━━ Material provided ━━
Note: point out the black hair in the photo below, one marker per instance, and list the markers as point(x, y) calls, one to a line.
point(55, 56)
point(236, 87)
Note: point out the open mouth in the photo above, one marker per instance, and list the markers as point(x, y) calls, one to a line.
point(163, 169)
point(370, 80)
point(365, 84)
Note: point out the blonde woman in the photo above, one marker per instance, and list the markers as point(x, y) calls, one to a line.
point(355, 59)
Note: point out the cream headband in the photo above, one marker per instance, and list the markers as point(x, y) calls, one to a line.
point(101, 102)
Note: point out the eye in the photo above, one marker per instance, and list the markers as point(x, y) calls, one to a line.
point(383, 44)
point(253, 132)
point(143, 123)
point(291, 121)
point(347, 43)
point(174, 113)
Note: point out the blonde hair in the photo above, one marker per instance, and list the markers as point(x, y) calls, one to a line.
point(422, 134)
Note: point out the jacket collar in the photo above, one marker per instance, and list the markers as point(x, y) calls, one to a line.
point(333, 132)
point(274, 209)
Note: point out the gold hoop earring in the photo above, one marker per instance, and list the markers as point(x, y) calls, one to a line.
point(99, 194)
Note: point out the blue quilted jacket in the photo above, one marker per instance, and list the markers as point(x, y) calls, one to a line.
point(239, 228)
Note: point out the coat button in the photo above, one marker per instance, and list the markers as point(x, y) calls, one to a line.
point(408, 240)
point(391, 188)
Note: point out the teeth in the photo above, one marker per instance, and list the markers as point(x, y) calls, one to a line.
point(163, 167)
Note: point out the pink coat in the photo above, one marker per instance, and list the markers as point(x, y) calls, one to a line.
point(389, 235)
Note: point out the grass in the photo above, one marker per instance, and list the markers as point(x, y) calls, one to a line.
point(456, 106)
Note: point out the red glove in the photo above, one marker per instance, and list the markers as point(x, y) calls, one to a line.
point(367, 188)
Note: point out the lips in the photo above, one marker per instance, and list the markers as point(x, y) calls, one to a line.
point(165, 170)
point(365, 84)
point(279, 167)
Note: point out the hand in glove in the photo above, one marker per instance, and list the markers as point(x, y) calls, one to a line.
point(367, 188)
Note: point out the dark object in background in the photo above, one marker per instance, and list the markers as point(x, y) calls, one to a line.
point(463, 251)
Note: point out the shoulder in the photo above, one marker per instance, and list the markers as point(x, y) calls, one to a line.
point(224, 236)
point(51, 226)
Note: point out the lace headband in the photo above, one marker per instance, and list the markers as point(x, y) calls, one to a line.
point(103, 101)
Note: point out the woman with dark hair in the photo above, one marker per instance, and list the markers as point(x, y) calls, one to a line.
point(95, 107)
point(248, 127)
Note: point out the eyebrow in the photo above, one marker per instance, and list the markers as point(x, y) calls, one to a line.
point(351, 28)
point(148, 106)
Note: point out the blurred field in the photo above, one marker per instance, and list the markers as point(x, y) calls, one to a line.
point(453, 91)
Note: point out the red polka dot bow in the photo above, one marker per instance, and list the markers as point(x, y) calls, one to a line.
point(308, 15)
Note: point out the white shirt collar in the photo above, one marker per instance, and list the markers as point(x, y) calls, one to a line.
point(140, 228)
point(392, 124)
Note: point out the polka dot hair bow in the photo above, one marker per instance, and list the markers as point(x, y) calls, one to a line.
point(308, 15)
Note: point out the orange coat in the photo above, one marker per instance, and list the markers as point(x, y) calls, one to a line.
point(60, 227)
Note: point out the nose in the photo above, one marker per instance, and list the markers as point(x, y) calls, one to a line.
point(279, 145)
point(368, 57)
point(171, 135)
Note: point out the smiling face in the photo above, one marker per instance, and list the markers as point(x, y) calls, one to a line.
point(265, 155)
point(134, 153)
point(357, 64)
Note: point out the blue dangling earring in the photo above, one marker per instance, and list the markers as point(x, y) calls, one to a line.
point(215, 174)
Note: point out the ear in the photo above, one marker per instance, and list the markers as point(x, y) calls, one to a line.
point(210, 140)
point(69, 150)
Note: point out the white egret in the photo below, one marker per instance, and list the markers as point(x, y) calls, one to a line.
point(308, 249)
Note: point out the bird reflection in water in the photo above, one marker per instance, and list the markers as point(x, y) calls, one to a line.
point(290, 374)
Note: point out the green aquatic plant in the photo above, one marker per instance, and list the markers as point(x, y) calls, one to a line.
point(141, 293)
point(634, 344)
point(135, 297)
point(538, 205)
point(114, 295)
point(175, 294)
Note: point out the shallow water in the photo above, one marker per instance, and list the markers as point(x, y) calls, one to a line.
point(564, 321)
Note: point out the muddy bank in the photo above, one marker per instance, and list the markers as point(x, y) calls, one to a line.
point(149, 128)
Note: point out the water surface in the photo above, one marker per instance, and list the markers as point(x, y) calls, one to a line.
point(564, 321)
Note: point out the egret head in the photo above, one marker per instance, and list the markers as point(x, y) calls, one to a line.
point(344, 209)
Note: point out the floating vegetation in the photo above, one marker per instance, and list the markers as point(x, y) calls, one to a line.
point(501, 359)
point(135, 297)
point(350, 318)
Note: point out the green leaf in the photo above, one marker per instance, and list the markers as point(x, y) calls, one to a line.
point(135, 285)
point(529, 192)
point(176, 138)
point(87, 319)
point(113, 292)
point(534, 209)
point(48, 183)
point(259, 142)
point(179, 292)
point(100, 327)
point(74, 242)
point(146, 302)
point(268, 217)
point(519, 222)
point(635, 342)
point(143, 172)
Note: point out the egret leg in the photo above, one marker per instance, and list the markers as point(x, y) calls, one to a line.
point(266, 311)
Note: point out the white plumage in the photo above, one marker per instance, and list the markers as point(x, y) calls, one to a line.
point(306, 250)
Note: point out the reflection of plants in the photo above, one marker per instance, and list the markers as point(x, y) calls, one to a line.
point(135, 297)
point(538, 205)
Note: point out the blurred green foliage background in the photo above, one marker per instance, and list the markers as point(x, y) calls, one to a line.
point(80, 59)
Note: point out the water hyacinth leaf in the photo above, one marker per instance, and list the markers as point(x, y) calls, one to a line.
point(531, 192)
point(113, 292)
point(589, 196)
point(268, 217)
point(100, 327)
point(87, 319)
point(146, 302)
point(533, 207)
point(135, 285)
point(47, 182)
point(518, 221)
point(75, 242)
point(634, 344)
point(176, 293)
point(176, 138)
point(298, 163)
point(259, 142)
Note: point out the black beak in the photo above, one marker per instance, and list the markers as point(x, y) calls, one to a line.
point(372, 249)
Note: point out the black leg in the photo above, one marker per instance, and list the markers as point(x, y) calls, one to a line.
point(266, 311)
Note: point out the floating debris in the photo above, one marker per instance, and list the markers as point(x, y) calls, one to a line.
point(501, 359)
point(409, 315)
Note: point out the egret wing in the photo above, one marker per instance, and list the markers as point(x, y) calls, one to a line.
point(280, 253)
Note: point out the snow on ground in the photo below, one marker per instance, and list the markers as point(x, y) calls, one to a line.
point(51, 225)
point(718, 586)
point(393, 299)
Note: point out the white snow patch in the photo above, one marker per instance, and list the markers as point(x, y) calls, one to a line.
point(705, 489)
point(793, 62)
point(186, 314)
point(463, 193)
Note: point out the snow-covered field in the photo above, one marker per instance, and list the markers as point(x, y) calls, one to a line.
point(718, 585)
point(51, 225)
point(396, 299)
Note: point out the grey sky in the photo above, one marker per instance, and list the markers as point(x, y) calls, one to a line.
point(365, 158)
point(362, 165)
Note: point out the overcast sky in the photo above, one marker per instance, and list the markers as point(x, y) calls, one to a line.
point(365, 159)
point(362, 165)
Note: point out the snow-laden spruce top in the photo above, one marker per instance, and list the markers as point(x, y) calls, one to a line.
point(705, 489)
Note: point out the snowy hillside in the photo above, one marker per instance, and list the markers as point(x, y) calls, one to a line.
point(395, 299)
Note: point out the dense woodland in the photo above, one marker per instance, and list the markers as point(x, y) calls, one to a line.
━━━
### Exercise
Could you render the lines running from the one containing "Note: point out the blonde hair" through the one containing "point(239, 228)", both included, as a JSON list of strings with one string per line and blank lines left out?

### Solution for this task
[
  "Note: point out the blonde hair in the photo above, one marker per instance, and list the markers as point(x, y) calls, one to a line.",
  "point(422, 134)",
  "Note: point out the jacket collar in the photo above, one marker per instance, and list the markers as point(x, y) calls, one to a line.",
  "point(333, 132)",
  "point(274, 209)",
  "Note: point out the gold hoop earring in the photo above, one marker per instance, and list the markers as point(x, y) calls, one to a line.",
  "point(99, 194)",
  "Note: point out the blue quilted jacket in the photo above, one marker per instance, and list the markers as point(x, y) calls, one to a line.",
  "point(239, 228)"
]